▶ **TESTO DATO**
————————

Sull’autonomia amministrativa e giudiziaria delle Valli del Natisone ai tempi della Repubblica di Venezia è stato ricercato e scritto molto: dalla Slavia Italiana di Carlo Podrecca del 1884, che rimane un caposaldo fondamentale per quanti vogliano conoscere gli istituti di autogoverno della Slavia, negli ultimi decenni numerosi storici sloveni e italiani – Bogo Grafenauer, Sergij Vilfan, Hernik Tuma, Vasilij Melik, Carlo Guido Mor, Giovanni Maria Del Basso, Amelio Tagliaferri, Carlo Daveggia, Massimo Zoppi… – si sono cimentati in nuove ricerche nel tentativo di approfondire e tracciare un quadro quanto più chiaro dal punto di vista storico e giuridico del sistema di istituzioni, norme, consuetudini che regolavano la vita sociale degli Schiavoni veneti dal 1420 al 1797.
A questa eminente schiera di studiosi si è ora aggiunta la giovane storica slovena Ines Beguš, che di recente ha pubblicato la sua tesi di dottorato conseguito presso il Centro di ricerche scientifiche e la Facoltà di studi umanistici dell’Università del Litorale di Capodistria. La tesi è stata pubblicata in sloveno – Avtonomija in ekonomija Nadiških dolin v Beneški republiki – e in italiano – Autonomia ed economia delle Valli del Natisone nella Repubblica di Venezia – dalle Edizioni universitarie Annales di Capodistria (2015) con il finanziamento europeo nell’ambito del progetto Shared Culture.

————————

▶ **COMPITO DA SVOLGERE**
Aggiorna il testo sulle Valli del Natisone riscrivendone il passo che comincia con le parole "A questa eminente" e termina dopo "progetto Shared Culture.", mettendo "Koper" al posto di "Capodistria". Le righe non servono.

————————

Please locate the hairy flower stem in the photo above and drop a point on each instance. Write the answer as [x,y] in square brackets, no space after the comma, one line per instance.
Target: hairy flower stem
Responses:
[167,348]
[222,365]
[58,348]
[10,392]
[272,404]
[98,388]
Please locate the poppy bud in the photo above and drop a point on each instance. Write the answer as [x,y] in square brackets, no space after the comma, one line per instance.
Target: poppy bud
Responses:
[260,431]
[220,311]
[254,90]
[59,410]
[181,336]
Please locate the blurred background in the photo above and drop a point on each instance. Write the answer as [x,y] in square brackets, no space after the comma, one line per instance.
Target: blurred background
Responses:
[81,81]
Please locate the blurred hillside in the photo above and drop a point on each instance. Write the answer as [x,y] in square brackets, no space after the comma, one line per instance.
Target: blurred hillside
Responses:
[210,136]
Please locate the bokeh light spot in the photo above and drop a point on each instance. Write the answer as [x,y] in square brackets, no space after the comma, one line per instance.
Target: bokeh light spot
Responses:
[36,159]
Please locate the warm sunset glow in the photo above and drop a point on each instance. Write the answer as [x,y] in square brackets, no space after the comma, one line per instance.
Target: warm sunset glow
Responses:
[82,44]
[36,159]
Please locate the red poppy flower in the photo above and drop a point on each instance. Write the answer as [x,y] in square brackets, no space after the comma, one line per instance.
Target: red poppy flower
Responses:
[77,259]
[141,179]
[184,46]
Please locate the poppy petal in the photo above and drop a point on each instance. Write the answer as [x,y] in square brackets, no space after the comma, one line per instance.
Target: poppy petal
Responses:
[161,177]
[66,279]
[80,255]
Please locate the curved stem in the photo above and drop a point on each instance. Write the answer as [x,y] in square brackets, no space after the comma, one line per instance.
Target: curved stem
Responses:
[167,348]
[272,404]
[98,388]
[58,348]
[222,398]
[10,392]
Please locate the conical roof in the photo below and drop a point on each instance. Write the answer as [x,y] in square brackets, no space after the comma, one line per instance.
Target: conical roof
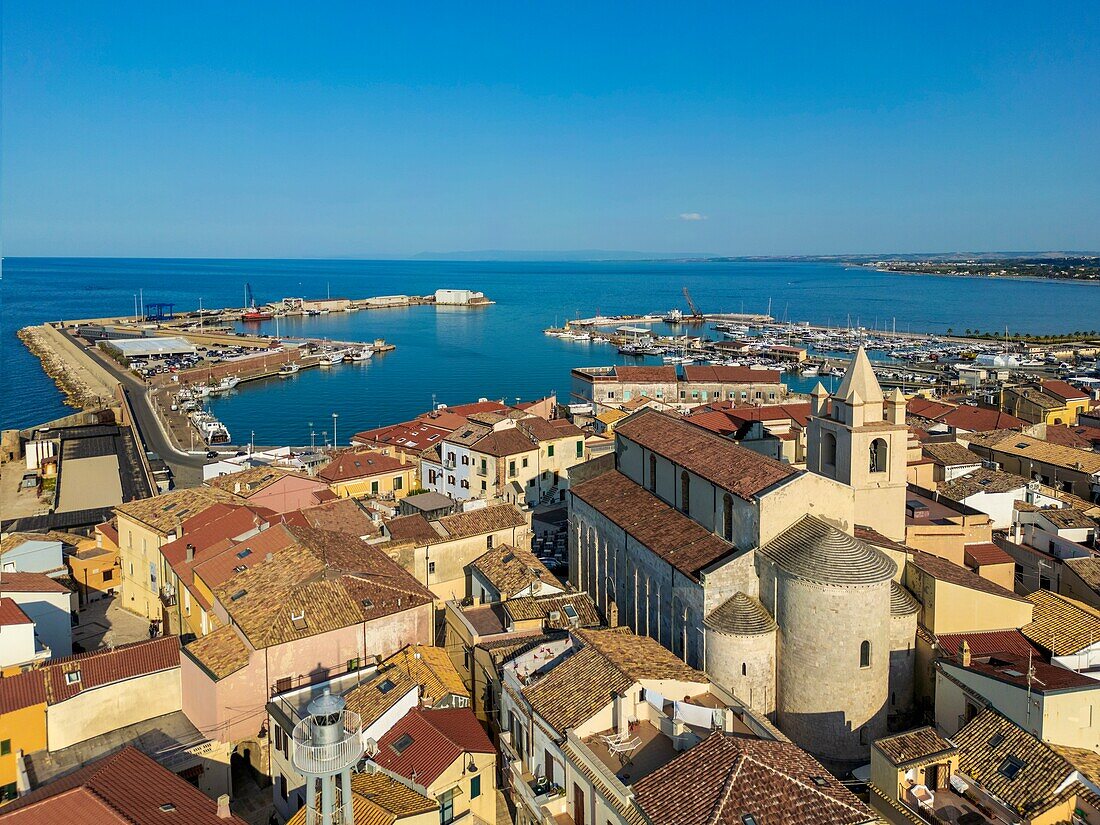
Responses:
[859,381]
[740,615]
[901,601]
[815,550]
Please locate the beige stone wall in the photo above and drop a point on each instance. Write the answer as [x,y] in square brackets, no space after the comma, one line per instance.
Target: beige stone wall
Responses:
[102,710]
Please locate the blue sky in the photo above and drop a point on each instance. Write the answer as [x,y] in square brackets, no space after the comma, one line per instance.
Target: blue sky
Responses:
[388,129]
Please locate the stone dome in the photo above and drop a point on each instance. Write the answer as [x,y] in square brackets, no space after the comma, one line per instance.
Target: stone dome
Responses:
[815,550]
[740,615]
[901,601]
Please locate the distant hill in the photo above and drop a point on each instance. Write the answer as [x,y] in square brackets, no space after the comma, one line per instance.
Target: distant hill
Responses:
[560,255]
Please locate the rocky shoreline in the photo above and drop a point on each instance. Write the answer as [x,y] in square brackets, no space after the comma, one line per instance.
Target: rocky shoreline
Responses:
[77,393]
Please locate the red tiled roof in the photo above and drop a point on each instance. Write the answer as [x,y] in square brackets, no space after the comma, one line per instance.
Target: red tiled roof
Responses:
[10,614]
[980,419]
[671,535]
[988,644]
[986,553]
[730,374]
[438,738]
[361,464]
[718,460]
[11,582]
[1064,391]
[647,374]
[125,788]
[22,690]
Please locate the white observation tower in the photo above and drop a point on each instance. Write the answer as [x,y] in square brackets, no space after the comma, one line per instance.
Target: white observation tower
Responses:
[327,745]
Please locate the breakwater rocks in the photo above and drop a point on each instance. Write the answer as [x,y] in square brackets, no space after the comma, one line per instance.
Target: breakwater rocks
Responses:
[69,378]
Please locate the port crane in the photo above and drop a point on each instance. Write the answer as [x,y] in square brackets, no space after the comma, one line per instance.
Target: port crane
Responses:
[691,306]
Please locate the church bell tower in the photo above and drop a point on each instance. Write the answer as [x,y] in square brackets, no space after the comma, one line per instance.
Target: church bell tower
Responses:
[859,438]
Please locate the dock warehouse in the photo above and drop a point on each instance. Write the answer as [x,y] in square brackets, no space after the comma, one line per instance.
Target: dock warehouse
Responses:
[143,348]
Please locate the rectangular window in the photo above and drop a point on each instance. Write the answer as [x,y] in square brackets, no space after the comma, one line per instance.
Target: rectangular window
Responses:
[447,807]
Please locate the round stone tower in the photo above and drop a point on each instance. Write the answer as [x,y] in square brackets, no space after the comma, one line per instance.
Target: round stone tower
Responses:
[829,594]
[740,651]
[903,613]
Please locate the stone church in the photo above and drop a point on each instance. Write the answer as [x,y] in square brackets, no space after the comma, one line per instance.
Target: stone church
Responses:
[780,583]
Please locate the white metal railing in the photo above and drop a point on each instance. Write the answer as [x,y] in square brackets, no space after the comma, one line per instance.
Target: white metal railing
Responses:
[310,757]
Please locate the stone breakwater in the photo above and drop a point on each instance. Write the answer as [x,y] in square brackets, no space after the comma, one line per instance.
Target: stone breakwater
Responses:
[80,389]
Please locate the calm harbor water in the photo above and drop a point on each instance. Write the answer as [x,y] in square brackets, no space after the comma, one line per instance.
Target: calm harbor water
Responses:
[455,354]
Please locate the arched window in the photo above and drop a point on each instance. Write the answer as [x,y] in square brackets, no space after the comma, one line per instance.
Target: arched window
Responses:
[878,455]
[828,449]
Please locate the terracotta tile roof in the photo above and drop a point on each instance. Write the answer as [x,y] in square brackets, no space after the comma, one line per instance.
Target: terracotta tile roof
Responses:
[1063,391]
[718,374]
[551,609]
[1056,454]
[322,583]
[980,481]
[980,419]
[352,464]
[647,374]
[576,689]
[985,553]
[380,692]
[950,454]
[1060,624]
[608,661]
[10,614]
[221,652]
[22,690]
[432,669]
[727,778]
[510,569]
[1012,669]
[165,512]
[249,482]
[1087,570]
[989,740]
[914,746]
[718,460]
[1068,518]
[947,571]
[927,408]
[988,642]
[438,738]
[12,582]
[341,515]
[666,531]
[125,788]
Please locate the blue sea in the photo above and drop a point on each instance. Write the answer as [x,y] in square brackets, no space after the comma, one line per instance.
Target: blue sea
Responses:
[452,355]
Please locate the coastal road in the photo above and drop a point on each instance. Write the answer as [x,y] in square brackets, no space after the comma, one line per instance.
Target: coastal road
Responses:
[186,469]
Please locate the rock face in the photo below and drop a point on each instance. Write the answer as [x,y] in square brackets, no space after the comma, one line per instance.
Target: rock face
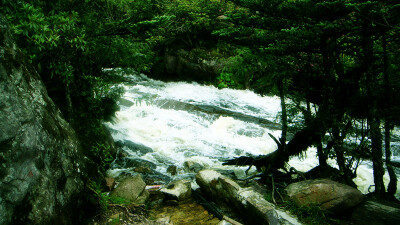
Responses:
[374,213]
[132,189]
[178,190]
[327,194]
[252,205]
[41,167]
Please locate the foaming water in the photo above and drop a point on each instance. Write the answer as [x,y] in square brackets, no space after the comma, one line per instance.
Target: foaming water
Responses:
[187,121]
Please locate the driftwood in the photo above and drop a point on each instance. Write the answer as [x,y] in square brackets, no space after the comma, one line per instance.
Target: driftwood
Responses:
[277,159]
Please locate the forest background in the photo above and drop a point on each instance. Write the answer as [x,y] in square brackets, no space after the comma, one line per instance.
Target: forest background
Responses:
[335,65]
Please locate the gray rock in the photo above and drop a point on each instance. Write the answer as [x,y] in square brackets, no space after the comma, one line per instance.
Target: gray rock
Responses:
[179,190]
[254,208]
[192,166]
[132,189]
[41,166]
[374,213]
[327,194]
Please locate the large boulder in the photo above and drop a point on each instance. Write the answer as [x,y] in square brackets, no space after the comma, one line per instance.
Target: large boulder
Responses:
[178,190]
[327,194]
[41,166]
[132,189]
[251,204]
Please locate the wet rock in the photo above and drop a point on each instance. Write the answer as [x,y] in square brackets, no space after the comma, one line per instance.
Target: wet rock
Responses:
[172,170]
[134,147]
[110,183]
[127,162]
[41,165]
[192,166]
[254,208]
[327,194]
[374,213]
[224,222]
[164,221]
[132,189]
[180,190]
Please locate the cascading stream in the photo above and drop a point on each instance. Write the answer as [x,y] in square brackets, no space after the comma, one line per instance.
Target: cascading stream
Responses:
[182,121]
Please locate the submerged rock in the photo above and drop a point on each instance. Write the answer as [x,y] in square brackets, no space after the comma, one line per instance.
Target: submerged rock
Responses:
[134,147]
[192,166]
[132,189]
[252,205]
[41,165]
[327,194]
[179,190]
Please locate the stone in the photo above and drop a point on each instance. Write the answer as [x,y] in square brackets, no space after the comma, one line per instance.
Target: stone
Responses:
[172,170]
[251,204]
[327,194]
[110,183]
[134,147]
[224,222]
[192,166]
[374,213]
[132,189]
[42,167]
[179,190]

————————

▶ **RISULTATO**
A questa eminente schiera di studiosi si è ora aggiunta la giovane storica slovena Ines Beguš, che di recente ha pubblicato la sua tesi di dottorato conseguito presso il Centro di ricerche scientifiche e la Facoltà di studi umanistici dell’Università del Litorale di Koper. La tesi è stata pubblicata in sloveno – Avtonomija in ekonomija Nadiških dolin v Beneški republiki – e in italiano – Autonomia ed economia delle Valli del Natisone nella Repubblica di Venezia – dalle Edizioni universitarie Annales di Koper (2015) con il finanziamento europeo nell’ambito del progetto Shared Culture.